Copy every line from the records that holds the word "below".
=-=-=-=-=
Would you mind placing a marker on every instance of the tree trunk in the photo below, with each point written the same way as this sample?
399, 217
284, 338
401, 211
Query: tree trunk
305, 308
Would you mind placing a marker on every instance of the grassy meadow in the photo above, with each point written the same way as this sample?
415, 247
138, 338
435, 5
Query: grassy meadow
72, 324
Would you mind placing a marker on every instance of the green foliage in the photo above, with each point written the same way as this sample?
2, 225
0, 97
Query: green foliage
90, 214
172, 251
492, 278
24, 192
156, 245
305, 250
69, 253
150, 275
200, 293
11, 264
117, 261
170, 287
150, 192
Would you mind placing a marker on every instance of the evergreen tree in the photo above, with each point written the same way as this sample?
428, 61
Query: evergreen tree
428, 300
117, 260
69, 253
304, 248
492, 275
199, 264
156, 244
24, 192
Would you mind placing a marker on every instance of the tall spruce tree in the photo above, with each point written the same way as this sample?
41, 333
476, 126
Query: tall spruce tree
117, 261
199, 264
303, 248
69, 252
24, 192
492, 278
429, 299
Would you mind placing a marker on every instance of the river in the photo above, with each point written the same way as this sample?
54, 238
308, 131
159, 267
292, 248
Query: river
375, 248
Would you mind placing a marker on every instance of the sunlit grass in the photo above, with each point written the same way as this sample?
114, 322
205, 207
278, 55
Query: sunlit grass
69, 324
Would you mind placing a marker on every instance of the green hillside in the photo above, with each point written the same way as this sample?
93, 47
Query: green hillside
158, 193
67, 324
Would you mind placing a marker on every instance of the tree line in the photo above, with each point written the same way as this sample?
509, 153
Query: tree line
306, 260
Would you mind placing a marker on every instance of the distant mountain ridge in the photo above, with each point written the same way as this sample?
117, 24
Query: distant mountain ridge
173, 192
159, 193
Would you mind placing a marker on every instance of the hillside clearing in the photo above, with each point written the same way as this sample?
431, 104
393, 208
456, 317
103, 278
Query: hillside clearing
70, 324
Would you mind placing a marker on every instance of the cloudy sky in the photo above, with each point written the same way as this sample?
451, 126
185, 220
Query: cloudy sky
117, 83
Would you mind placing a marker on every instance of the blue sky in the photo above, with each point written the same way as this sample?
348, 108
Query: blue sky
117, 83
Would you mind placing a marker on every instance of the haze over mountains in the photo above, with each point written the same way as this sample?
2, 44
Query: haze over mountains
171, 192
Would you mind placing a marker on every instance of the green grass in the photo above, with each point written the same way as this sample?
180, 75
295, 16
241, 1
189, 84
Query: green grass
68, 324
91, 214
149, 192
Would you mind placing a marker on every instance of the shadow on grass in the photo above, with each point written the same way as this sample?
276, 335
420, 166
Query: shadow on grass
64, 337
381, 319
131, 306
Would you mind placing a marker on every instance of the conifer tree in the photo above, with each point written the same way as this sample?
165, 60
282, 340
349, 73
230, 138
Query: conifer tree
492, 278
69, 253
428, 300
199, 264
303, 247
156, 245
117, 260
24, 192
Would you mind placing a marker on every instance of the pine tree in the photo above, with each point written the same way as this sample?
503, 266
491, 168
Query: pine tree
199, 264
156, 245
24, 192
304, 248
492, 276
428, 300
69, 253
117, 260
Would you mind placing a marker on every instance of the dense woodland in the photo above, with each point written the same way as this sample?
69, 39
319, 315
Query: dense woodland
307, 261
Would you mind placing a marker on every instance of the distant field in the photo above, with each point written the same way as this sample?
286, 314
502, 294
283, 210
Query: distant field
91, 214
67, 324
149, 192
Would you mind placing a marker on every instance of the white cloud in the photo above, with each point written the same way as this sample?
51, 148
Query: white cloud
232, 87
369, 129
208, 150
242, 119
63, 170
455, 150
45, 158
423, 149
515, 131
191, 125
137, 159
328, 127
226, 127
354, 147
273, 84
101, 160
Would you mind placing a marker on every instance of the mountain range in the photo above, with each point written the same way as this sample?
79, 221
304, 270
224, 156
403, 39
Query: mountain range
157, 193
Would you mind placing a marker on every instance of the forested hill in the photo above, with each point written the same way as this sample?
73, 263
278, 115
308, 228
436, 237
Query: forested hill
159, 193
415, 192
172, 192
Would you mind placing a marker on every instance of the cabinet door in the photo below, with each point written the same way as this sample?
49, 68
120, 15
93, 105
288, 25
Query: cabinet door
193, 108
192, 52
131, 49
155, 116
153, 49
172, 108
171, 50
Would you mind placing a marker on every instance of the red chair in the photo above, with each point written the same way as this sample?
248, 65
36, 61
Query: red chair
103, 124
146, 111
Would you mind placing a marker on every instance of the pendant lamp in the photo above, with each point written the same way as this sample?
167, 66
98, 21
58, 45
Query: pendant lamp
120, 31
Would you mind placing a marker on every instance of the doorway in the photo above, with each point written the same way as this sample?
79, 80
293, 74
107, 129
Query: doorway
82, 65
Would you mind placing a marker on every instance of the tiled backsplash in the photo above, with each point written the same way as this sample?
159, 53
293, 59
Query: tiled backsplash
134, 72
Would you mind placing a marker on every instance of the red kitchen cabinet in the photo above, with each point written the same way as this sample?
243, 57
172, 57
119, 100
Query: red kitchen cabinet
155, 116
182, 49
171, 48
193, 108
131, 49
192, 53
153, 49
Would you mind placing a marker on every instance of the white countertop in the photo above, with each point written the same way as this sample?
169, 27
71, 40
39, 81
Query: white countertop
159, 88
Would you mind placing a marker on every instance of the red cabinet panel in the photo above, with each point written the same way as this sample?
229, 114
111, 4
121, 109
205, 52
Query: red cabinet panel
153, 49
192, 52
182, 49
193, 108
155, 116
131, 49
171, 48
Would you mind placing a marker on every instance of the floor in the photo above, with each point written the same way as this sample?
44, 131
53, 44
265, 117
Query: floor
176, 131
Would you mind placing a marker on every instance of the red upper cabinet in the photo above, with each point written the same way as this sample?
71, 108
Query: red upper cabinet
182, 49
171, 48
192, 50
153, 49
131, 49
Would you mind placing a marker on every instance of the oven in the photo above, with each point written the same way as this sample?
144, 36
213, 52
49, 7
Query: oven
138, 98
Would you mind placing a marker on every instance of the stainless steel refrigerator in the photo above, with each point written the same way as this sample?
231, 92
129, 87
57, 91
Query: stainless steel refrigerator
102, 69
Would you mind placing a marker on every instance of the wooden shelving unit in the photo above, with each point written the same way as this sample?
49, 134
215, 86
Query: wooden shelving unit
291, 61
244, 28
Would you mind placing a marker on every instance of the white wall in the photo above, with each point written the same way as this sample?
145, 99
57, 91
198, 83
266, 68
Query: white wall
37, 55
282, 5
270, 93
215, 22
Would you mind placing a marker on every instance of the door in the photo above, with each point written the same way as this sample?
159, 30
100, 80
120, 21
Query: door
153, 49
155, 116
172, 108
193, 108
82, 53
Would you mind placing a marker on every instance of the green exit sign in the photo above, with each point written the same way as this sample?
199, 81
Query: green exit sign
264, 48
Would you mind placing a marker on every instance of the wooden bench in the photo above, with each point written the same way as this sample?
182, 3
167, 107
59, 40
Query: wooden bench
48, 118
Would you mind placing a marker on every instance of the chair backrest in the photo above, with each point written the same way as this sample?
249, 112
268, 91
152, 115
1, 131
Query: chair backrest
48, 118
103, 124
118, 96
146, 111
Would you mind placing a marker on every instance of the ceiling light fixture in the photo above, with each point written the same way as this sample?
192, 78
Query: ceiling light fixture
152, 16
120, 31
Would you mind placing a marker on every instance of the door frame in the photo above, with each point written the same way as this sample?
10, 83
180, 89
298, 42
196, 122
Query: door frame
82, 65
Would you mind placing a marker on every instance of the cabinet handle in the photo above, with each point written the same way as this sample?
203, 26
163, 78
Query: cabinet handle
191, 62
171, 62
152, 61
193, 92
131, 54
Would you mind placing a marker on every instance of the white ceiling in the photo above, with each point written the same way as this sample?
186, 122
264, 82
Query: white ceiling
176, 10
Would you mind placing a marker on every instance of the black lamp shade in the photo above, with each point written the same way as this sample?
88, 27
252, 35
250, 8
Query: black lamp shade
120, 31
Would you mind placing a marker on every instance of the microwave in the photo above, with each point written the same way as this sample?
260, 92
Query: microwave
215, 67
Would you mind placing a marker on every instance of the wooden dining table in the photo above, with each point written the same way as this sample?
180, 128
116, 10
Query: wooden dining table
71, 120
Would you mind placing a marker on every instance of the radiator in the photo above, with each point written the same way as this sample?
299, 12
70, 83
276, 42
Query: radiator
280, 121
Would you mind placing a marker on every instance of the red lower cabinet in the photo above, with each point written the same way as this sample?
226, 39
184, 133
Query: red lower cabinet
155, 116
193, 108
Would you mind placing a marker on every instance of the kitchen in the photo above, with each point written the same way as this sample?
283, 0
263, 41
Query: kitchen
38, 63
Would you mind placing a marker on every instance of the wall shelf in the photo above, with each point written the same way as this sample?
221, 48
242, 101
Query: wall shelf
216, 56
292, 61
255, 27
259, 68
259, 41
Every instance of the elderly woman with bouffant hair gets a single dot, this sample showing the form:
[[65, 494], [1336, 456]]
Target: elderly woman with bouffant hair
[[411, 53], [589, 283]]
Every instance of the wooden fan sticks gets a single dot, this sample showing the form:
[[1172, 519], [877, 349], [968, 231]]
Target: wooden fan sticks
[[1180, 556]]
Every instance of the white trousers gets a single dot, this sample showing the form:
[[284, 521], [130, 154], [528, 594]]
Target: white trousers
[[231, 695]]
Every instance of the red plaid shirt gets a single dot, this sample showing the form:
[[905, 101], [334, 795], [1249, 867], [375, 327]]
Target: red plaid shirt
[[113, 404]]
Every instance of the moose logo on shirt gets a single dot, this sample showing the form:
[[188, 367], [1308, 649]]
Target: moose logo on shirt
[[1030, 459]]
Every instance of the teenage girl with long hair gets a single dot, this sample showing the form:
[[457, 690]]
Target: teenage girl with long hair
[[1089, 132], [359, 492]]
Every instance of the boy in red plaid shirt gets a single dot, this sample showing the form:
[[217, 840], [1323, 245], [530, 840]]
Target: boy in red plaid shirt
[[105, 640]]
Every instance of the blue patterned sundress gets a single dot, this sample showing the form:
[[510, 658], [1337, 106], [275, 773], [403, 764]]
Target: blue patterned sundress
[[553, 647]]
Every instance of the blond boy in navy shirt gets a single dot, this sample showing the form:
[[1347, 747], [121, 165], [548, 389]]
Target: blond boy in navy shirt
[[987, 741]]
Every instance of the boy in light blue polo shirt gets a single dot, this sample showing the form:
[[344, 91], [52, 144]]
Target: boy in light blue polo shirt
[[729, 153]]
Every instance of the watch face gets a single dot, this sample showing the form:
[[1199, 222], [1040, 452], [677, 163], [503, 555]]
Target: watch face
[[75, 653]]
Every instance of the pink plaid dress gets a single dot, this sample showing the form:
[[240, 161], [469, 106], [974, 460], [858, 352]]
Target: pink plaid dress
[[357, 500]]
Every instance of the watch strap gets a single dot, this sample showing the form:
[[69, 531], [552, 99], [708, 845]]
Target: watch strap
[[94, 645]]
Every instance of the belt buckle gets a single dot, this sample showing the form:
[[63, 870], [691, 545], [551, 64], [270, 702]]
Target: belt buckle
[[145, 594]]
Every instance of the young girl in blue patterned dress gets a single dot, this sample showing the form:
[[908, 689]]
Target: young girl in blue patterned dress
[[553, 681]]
=-=-=-=-=
* **EXERCISE SOLUTION**
Would you mind placing a marker on every instance of the tree trunk in the photo below, with each point written the same way as this sample?
Would you mind placing a marker on every instance of the cabinet door in the photo below, with each point written the same way as this sample?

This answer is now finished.